Natural-language object grounding data:
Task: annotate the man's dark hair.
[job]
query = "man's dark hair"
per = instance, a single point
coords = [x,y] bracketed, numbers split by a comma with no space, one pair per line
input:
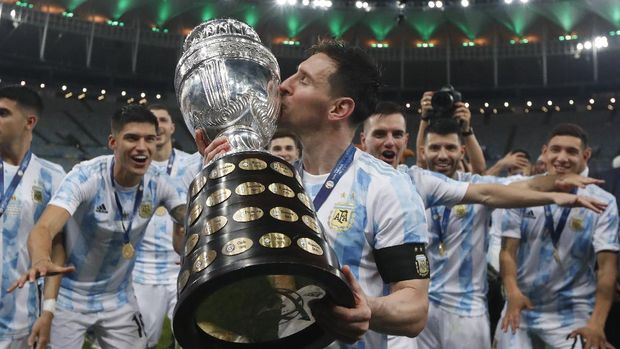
[159,107]
[25,97]
[132,113]
[522,151]
[444,127]
[570,130]
[283,133]
[356,76]
[387,108]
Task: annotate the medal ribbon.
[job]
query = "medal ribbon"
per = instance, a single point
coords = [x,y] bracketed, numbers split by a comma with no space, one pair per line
[119,206]
[170,163]
[556,231]
[330,183]
[441,226]
[6,197]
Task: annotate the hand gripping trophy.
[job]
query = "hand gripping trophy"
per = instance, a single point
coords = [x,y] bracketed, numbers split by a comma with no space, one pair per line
[254,254]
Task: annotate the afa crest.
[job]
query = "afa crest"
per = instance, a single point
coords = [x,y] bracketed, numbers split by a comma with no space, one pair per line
[160,211]
[37,194]
[576,223]
[146,209]
[421,265]
[460,210]
[342,216]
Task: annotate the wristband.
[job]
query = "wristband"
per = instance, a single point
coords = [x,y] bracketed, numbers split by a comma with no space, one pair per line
[468,132]
[49,305]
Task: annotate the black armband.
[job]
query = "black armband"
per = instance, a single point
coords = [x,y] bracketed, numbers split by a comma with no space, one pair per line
[403,262]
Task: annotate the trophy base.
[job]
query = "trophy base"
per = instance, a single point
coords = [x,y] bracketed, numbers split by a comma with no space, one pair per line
[260,306]
[254,257]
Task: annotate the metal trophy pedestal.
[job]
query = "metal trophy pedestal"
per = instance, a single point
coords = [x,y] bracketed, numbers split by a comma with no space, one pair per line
[254,257]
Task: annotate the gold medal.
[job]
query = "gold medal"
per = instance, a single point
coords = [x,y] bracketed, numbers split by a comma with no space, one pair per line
[442,249]
[161,211]
[128,250]
[556,255]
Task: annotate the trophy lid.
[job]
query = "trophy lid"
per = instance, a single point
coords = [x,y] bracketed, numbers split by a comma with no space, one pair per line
[223,27]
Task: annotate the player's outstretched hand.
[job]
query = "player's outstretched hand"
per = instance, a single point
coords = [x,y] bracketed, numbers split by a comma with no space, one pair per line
[591,337]
[40,269]
[516,303]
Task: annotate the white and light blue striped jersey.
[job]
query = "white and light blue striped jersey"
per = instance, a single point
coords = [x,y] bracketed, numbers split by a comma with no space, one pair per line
[19,309]
[458,281]
[371,207]
[435,188]
[102,280]
[156,261]
[557,290]
[193,166]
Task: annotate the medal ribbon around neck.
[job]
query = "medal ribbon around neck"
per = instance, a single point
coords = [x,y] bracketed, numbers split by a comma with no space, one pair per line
[170,163]
[346,159]
[441,226]
[119,206]
[556,231]
[6,197]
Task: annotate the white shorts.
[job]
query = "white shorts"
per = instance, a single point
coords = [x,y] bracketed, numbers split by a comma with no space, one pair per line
[155,302]
[119,329]
[538,339]
[448,330]
[21,343]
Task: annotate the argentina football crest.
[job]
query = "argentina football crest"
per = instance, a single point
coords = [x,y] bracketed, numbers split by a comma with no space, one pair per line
[342,216]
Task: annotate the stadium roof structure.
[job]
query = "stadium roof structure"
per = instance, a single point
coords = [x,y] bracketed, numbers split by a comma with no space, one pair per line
[488,44]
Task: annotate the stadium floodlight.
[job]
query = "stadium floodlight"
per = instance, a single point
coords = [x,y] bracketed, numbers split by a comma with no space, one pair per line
[600,42]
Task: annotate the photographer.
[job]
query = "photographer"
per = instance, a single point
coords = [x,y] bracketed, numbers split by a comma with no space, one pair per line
[447,103]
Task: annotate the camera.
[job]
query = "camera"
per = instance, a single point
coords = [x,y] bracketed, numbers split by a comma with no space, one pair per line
[443,102]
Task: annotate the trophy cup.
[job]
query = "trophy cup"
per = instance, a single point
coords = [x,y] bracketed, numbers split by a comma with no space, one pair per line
[255,253]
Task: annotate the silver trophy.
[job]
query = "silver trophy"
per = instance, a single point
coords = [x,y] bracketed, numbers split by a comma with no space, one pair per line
[254,254]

Task item – Images are to be excluded, and each record above written out word for word.

Result below –
Task: annotate the man's dark hair.
[job]
query = "man's dark hair"
per = instance, a single point
coords = [x,y] bracketed, numbers split by a comma with no space, one pair per line
input:
[159,107]
[25,97]
[132,113]
[522,151]
[444,127]
[570,130]
[283,133]
[356,76]
[387,108]
Task: annotate the medal ribbon.
[job]
query = "medal ribbon"
per = instance, a single point
coords = [x,y] bracketed, numbers split by a comma with no space, one pair per line
[119,206]
[170,163]
[556,231]
[330,183]
[441,226]
[6,197]
Task: annotate the hand gripping trophy.
[job]
query = "hand gripping trophy"
per = instance, a single point
coords = [x,y] bracketed, numbers split by a comma with no space, one pair per line
[254,254]
Task: annotate the afa crest.
[job]
query = "afa crest"
per = instance, a single point
coords = [x,y] bracketed, numbers split by a comma with no space, one pair per line
[160,211]
[37,194]
[576,223]
[146,209]
[421,265]
[460,210]
[342,216]
Task: annotate the wristband.
[job]
query = "wristband"
per = instance, a single point
coords = [x,y] bracketed, numbers split by a comma with no space, one pair per line
[468,132]
[49,305]
Task: annotate the black armband.
[job]
query = "black armband"
per = instance, a single point
coords = [x,y] bracketed, numbers split by a comma with no space, one pair per line
[403,262]
Task: annotate the trophy base.
[job]
query = "trophy base"
per = instance, a single point
coords = [x,y] bracketed, numbers split by a comma with no space, one pair per line
[260,306]
[254,257]
Task: annotate the metal trophy pedestal.
[job]
query = "metal trophy pedestal"
per = instance, a single point
coords = [x,y] bracketed, numbers split by a comma with no space, one pair per line
[254,257]
Task: annotate the gold medal.
[job]
query = "gold medal"
per = instance, a single point
coords = [x,y] bracketed, numbers split by a comma with no space, one pair per line
[442,249]
[161,211]
[128,250]
[556,255]
Task: annotate the trophy lid.
[job]
query = "trophy lid"
per = instance, a single point
coords = [x,y] bracketed, numbers split by a comma with no space, one pair per line
[223,27]
Task: annotate the player's outstretched hand.
[job]
query = "player's outstretched hand"
per = instance, a single point
coords = [x,y] bracketed, numbers split by a comma with no space, one pair per line
[591,337]
[40,269]
[516,303]
Task: annotate the white and light blue striped jersey.
[job]
query = "white and light blue striped jersey"
per = instance, a single point
coords = [x,y] bracketed, numbers split by a comma with no space, one pair per line
[19,309]
[458,281]
[371,207]
[435,188]
[102,280]
[156,261]
[557,290]
[193,166]
Task: annotate the medal ribbon around neck.
[job]
query = "medal ribbon around neck"
per = instance, a single point
coords = [x,y] bracketed, numbers split by a comma with no space, one pair per line
[170,163]
[346,159]
[441,226]
[119,206]
[556,231]
[6,197]
Task: annotate the white shorts.
[job]
query = "white shorts"
per = instance, a single point
coords = [x,y] bracketed, numbers split by a comma with no space, one pair per line
[155,302]
[119,329]
[538,339]
[448,330]
[21,343]
Task: annotate the argentina football crest.
[job]
query = "argentina football crest"
per = instance, a single point
coords = [x,y] bracketed, numbers split by a comma with no space, one pair per line
[342,216]
Task: annotate the stadium roof structure.
[job]
query = "stadium roof structure"
per = instance, a single point
coords = [x,y] bracketed, numbers split by a comma with no space, one pair per line
[488,44]
Task: annotate the stadium floodlight.
[job]
query = "stadium floodlight"
per = instance, a single point
coords = [x,y] bracketed, numbers split by a comma with no space, one pair per line
[600,42]
Task: annotate the photographer.
[job]
query = "photographer"
per = instance, a single point
coords = [x,y] bracketed, numbers split by a comma with no space, one pair per line
[447,103]
Task: annotate the camera.
[job]
query = "camera"
per = instance, a single point
coords = [x,y] bracketed, numbers split by a comma with no space, one pair per line
[443,102]
Task: annotate the trophy cup.
[job]
query = "trophy cup"
per = instance, a single point
coords = [x,y] bracketed, numbers split by a comma with no space, one pair per line
[255,253]
Task: annotate the silver trophy.
[job]
query = "silver trophy"
per = instance, a single point
coords = [x,y] bracketed, numbers split by a comma with no space, one pair per line
[254,254]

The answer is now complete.